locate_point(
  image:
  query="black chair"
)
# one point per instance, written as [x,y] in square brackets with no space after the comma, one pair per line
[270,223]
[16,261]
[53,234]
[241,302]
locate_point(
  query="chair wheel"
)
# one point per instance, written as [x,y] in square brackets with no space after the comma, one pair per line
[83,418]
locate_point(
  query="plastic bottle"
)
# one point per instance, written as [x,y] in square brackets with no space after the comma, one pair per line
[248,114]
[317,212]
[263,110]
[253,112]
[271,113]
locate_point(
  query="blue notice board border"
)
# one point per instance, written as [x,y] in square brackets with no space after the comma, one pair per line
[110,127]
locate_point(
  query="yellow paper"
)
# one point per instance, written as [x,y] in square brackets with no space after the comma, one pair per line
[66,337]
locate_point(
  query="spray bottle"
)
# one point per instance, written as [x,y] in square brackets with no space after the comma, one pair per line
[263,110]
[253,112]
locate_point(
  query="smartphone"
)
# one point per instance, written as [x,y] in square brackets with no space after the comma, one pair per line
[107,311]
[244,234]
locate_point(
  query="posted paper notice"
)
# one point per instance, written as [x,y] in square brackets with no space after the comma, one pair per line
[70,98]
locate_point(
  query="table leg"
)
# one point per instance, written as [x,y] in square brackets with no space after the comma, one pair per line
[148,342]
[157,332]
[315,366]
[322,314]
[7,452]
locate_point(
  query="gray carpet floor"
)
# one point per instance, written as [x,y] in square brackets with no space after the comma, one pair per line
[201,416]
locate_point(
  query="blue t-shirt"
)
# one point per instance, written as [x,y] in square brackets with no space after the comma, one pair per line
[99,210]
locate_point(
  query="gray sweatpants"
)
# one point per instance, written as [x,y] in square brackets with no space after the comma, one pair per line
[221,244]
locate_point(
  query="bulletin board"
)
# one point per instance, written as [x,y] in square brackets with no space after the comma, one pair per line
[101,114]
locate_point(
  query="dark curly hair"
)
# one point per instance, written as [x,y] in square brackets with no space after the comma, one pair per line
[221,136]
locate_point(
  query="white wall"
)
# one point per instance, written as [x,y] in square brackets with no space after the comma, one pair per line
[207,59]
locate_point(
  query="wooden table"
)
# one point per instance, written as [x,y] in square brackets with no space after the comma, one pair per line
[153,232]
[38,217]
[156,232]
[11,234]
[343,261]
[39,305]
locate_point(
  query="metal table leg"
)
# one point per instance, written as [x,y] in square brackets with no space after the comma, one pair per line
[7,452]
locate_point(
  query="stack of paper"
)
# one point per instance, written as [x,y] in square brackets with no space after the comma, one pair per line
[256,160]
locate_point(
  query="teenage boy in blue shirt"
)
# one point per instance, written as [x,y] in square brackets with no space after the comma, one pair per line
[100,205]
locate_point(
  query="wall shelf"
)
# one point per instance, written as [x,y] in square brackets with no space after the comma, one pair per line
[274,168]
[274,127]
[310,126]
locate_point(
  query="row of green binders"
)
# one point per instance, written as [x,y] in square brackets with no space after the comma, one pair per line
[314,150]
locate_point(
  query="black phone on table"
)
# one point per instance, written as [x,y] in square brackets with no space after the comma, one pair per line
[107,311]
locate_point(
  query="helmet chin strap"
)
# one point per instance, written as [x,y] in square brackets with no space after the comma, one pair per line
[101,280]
· · · · ·
Your objective >>
Each entry shown above must be retyped word for word.

Task output >>
locate_point(
  image:
  query="black chair"
)
# one point per instance, written as [x,y] in square brackets with no space after the comma, one pair per line
[270,223]
[16,261]
[53,234]
[241,302]
locate_point(
  query="chair wheel"
)
# one point per instance, written as [x,y] in square brackets with no space after the comma, one pair per line
[83,418]
locate_point(
  query="plastic bottle"
)
# one point per instance, written as [x,y] in square brackets with no space after the comma, one pair per line
[248,114]
[317,212]
[263,110]
[253,112]
[271,113]
locate_point(
  query="blue notice board border"
)
# one point per instance, written as [x,y] in square brackets with no space after the comma, one pair per line
[110,127]
locate_point(
  query="yellow paper"
)
# one point per instance, written as [x,y] in square brackets with no space after the comma, one pair per line
[66,337]
locate_point(
  query="spray bottle"
)
# one point per instance, written as [x,y] in square brackets with no space after the comma, one pair per line
[263,110]
[253,112]
locate_point(
  query="smartphone"
)
# one point per instance, written as [x,y] in square brackets with no space after the comma, one pair per line
[107,311]
[244,234]
locate_point(
  query="posted paper notice"
)
# one point per instance, written as [x,y] in square brackets with no space after the comma, one pair per line
[70,98]
locate_point(
  query="table leg"
)
# one point per instance, written as [x,y] in square brackets with no space after the comma, one pair per line
[148,342]
[157,332]
[315,366]
[322,314]
[7,452]
locate_point(
  query="gray carpet floor"
)
# one point per instance, written as [x,y] in square brackets with no space after the comma, one pair per line
[201,416]
locate_point(
  query="blue t-shirt"
)
# one point per instance, written as [x,y] in square brackets with no space after the comma, one pair per line
[99,210]
locate_point(
  query="gray sweatpants"
)
# one point per instance, written as [x,y] in square brackets with no space after the comma, one pair per line
[221,244]
locate_point(
  query="bulletin board"
)
# one point per instance, written as [x,y] in square brackets with no space after the comma, one pair per line
[101,114]
locate_point(
  query="dark curly hair"
)
# one point per instance, written as [x,y] in square brackets with no space after the comma, one pair per line
[221,136]
locate_point(
  query="white wall"
)
# one point per instance, written as [x,y] in square brackets with no space after the comma, one pair per line
[207,59]
locate_point(
  query="wooden table"
)
# one point per instance, written as [x,y] in square brackets with no space after the comma, one pair per line
[153,232]
[38,217]
[156,232]
[11,234]
[343,261]
[39,305]
locate_point(
  query="metal table leg"
)
# one point per instance, written as [x,y] in square brackets with no space after the comma, one pair per line
[7,452]
locate_point(
  query="stack of paper"
)
# one point per instance, written as [x,y] in square brackets with no space after the comma, one pair per line
[256,160]
locate_point(
  query="teenage boy in blue shirt"
)
# one point per instance, written as [x,y] in square brackets with no space after the comma, one pair per line
[100,205]
locate_point(
  query="wall shelf"
)
# one point per instance, written as [x,y] in square brackets with no space after the comma, one pair per line
[274,168]
[274,127]
[310,126]
locate_point(
  query="row of green binders"
)
# one point per instance, written as [x,y] in square brackets with no space after the comma, one pair per line
[314,150]
locate_point(
  query="black phone on table"
)
# one point per instance, written as [x,y] in square brackets with no space after the comma, one pair per line
[107,311]
locate_point(
  query="helmet chin strap"
)
# one point per instance, written as [x,y] in square brackets with no space after the comma, one pair per line
[101,280]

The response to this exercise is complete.